July 2014 Fig Focus

Too Hot to Cook!

We’ve got you covered with some tasty recipes that don’t require turning on the oven. It may be too hot to cook, it’s not to hot to enjoy some great tasting California Fig dishes.

Curried Chicken Salad with Figs and Cashews

To ensure that the chicken cooks through, start with cold water in step 1 and don’t use breasts that weigh more than 8 ounces or are thicker than 1 inch. This salad can be served in a sandwich or spooned over leafy greens.

Makes 4 to 6 servings

  • 4
 (6- to 8-oz.) boneless, skinless chicken breasts, no more than 1-inch thick, trimmed
  • 1 
teaspoon vegetable oil
  • 1
 teaspoon curry powder
  • 1/8
 teaspoon cayenne pepper
  • 1/2 
cup mayonnaise
  • 2 
tablespoons lime juice
  • 1 
teaspoon grated fresh ginger
  • 2 
celery ribs, minced
  • 1 
shallot, minced
  • 1 cup (6 oz.) Blue Ribbon Orchard Choice or Sun-Maid Figs, stemmed and cut into 1/4-inch pieces
  • 1/2 
cup raw cashews, toasted and chopped coarse
  • 2 
tablespoons minced fresh cilantro

Dissolve 2 tablespoons salt in 6 cups cold water in Dutch oven. Submerge chicken in water. Heat pot over medium heat until water registers 170°F. Turn off heat, cover pot, and let stand until chicken registers 165°F, 15 to 17 minutes. Transfer chicken to paper towel–lined tray. Refrigerate until chicken is cool, about 30 minutes. While chicken cools, microwave vegetable oil, curry powder, and cayenne, uncovered, until oil is hot, about 30 seconds. Whisk mayonnaise, lime juice, ginger, and curry mixture together in large bowl. Pat chicken dry with paper towels and cut into ½-inch pieces. Transfer chicken to bowl with mayonnaise mixture. Add celery, shallot, figs, cashews, and cilantro; toss to combine. Season with salt and pepper to taste. Serve. (Salad can be refrigerated for up to 2 days.)

Fruit Salsa with Figs, Pineapple and Mango

Serve with tortilla or pita chips or grilled chicken or fish.

Makes about 3 cups

  • 1 1/2 cups diced red bell pepper
  • 1 cups diced Blue Ribbon Orchard Choice or Sun-Maid Figs, stems removed
  • 1/2 cup diced fresh pineapple
  • 1/2 cup diced fresh mango, peach or nectarine
  • 1/2 cup diced red onion
  • 1/4 cup finely chopped cilantro or parsley
  • 1/2 to 1 jalapeno chili pepper, seeded and finely chopped
  • 3 tablespoons lime juice
  • 1 teaspoon finely chopped garlic
  • 1/2 teaspoon salt
  • 1/4 teaspoon ground cumin (optional)
  • 1/2 cup toasted pine nuts or chopped almonds

Combine all ingredients except nuts in medium bowl. Cover and chill for about 1 hour. Stir in nuts just before serving with grilled chicken or turkey.

No Bake Rocky Road Bars with Figs

Try not to crush the graham crackers into crumbs, but rather break them into large pieces. Peanuts can be substituted for the almonds.

--------------------------------------------------

[REQUIRED TASK 1]
Do these statements agree with the fig recipe page? Answer yes or no for each and quote the words from the fig recipe page that decide it.
(a) The curried chicken salad recipe makes 4 to 6 servings.
(b) The fruit salsa is chilled for about 2 hours before the nuts go in.
(c) Peanuts can take the place of the almonds in the rocky road bars.

[DATA SECTION]

--------------------------------------------------

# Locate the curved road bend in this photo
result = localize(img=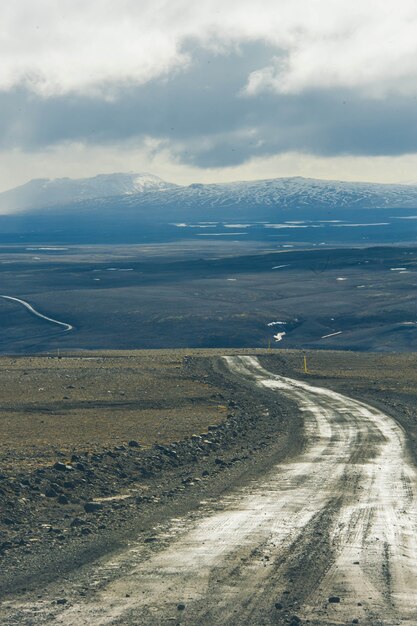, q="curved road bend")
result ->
[0,357,417,626]
[0,296,74,332]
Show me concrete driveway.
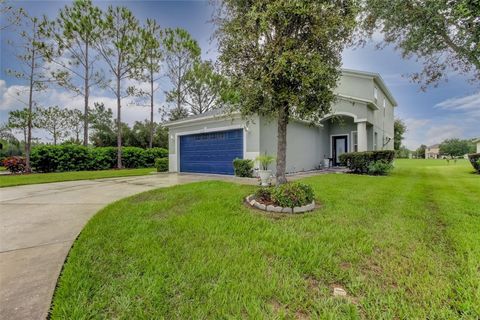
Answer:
[0,174,255,320]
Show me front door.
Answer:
[332,135,348,166]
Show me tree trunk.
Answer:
[148,70,153,148]
[25,22,36,173]
[83,42,90,146]
[276,106,288,185]
[117,76,122,169]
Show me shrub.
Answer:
[368,160,393,176]
[468,153,480,173]
[155,158,168,172]
[30,145,62,172]
[31,144,168,172]
[88,147,117,170]
[271,182,315,208]
[145,148,168,167]
[122,147,147,169]
[56,144,90,171]
[2,156,27,173]
[254,187,272,202]
[233,159,253,178]
[340,150,395,173]
[255,154,275,170]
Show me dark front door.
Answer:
[332,135,348,166]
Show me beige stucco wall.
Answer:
[169,70,394,172]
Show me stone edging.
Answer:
[245,194,315,213]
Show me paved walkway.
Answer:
[0,174,256,320]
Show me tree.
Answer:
[95,6,141,169]
[440,139,475,157]
[167,106,188,121]
[185,61,228,114]
[66,109,84,143]
[42,0,104,146]
[7,10,51,172]
[89,103,116,147]
[0,0,23,31]
[35,106,69,145]
[215,0,355,184]
[415,144,427,159]
[393,119,407,150]
[7,108,30,146]
[129,19,163,148]
[164,28,200,117]
[362,0,480,89]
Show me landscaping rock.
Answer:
[254,201,267,210]
[293,206,305,213]
[282,208,292,213]
[333,287,347,297]
[272,206,283,212]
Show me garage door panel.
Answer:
[180,129,243,174]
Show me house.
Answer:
[165,69,397,174]
[473,138,480,153]
[425,144,440,159]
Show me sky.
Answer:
[0,0,480,149]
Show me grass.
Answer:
[0,168,155,188]
[51,160,480,319]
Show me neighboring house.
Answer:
[425,144,440,159]
[165,70,397,174]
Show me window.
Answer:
[352,131,358,152]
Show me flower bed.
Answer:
[245,183,315,213]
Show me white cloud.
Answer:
[0,79,164,141]
[434,92,480,119]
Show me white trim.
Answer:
[162,112,240,128]
[330,133,350,159]
[350,130,358,152]
[337,93,380,110]
[320,111,367,123]
[170,124,249,172]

--------------------------------------------------

[REQUIRED TASK 2] Can you reproduce part of the rows above, character for character? Begin at the line that has "Show me neighboring house." and stop after the line that has "[434,92,480,119]".

[CORRECT ANSWER 1]
(a) Yes: "Makes 4 to 6 servings"
(b) No: "Cover and chill for about 1 hour."
(c) Yes: "Peanuts can be substituted for the almonds."

[CORRECT ANSWER 2]
Show me neighboring house.
Answer:
[425,144,440,159]
[165,70,397,174]
Show me window.
Answer:
[352,131,358,152]
Show me flower bed.
Answer:
[245,183,315,213]
Show me white cloud.
Answer:
[0,79,164,141]
[434,92,480,119]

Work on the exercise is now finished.